> [EXERCISE PROMPT]
Quote each line exactly, from the line that contains "Note: point to the plant" down to the last line of the listing, and no other lines.

======== RAW DATA

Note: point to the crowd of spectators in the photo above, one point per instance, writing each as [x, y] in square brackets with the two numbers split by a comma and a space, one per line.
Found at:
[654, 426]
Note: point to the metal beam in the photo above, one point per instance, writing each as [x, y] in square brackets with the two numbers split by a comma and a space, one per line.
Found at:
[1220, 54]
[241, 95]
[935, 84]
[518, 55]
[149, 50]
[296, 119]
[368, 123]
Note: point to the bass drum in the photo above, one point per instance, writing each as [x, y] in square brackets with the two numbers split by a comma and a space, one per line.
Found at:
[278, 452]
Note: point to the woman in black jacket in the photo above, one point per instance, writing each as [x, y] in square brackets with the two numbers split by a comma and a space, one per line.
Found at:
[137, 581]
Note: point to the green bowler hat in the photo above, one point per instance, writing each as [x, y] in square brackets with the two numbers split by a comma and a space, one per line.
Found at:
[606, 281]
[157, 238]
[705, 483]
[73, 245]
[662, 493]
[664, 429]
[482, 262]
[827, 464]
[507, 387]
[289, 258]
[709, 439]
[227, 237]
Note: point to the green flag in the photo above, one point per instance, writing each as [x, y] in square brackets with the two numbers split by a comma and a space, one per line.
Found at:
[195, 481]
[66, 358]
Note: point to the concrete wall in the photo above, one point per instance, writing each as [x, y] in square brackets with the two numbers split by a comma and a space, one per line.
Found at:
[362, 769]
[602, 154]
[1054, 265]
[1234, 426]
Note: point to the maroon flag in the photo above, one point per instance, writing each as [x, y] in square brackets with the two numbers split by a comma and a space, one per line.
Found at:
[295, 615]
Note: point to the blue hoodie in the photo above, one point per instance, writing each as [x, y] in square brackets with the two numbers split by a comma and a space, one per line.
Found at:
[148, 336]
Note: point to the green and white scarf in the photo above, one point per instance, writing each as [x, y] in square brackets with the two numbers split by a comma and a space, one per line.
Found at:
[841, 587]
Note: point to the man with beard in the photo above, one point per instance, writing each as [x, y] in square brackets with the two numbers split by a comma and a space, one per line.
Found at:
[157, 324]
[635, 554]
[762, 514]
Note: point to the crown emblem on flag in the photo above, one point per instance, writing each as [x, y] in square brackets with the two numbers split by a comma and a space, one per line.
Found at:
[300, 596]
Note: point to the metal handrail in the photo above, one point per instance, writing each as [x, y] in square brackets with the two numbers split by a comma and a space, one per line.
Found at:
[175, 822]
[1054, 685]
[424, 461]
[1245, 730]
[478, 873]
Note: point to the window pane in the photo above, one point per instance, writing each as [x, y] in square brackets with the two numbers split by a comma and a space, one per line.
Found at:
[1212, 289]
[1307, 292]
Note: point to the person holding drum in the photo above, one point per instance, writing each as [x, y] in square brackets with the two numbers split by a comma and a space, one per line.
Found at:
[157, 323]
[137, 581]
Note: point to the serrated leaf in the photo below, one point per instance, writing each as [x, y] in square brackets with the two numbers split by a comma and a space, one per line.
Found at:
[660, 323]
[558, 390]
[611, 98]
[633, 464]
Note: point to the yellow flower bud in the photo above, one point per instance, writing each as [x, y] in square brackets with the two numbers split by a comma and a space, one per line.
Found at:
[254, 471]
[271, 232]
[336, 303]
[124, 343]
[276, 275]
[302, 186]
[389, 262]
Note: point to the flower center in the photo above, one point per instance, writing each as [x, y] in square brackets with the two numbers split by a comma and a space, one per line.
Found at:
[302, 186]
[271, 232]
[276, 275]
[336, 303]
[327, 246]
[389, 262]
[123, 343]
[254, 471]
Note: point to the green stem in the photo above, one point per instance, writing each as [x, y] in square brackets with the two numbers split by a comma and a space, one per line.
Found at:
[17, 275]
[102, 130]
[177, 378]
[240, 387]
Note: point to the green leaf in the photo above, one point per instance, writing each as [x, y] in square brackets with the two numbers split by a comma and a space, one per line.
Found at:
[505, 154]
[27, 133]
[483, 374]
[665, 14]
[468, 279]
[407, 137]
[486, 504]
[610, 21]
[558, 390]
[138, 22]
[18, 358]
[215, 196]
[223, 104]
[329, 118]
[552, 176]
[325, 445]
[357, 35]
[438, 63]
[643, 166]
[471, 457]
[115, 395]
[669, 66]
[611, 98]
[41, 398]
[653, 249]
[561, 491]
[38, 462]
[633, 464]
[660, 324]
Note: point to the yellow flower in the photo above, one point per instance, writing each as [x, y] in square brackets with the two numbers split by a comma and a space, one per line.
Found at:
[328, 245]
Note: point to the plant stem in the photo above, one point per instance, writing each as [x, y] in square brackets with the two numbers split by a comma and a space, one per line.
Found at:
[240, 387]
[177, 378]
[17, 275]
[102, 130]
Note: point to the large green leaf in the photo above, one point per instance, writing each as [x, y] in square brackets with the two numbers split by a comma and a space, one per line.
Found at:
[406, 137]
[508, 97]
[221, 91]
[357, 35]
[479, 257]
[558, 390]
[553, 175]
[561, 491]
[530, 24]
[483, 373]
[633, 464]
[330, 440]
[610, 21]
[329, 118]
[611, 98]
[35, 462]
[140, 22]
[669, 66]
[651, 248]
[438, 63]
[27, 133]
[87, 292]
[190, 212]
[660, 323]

================

> [CORRECT RESULT]
Note: point to the plant stem in the photo above, one point per instance, writing each as [x, y] in square brackets with the two numbers split by a comma and a space, one per line.
Found at:
[240, 387]
[177, 378]
[17, 275]
[102, 130]
Note: point to the large green leaf in the photo above, one point per instance, writing each as [x, y] in square brackets with the two numbers split by a comma and a space, one per line.
Found at:
[406, 137]
[508, 97]
[221, 91]
[357, 35]
[479, 257]
[558, 390]
[553, 175]
[561, 491]
[530, 24]
[483, 373]
[633, 464]
[330, 440]
[610, 21]
[329, 118]
[611, 98]
[35, 462]
[140, 22]
[669, 66]
[651, 248]
[438, 63]
[27, 133]
[87, 292]
[190, 212]
[660, 323]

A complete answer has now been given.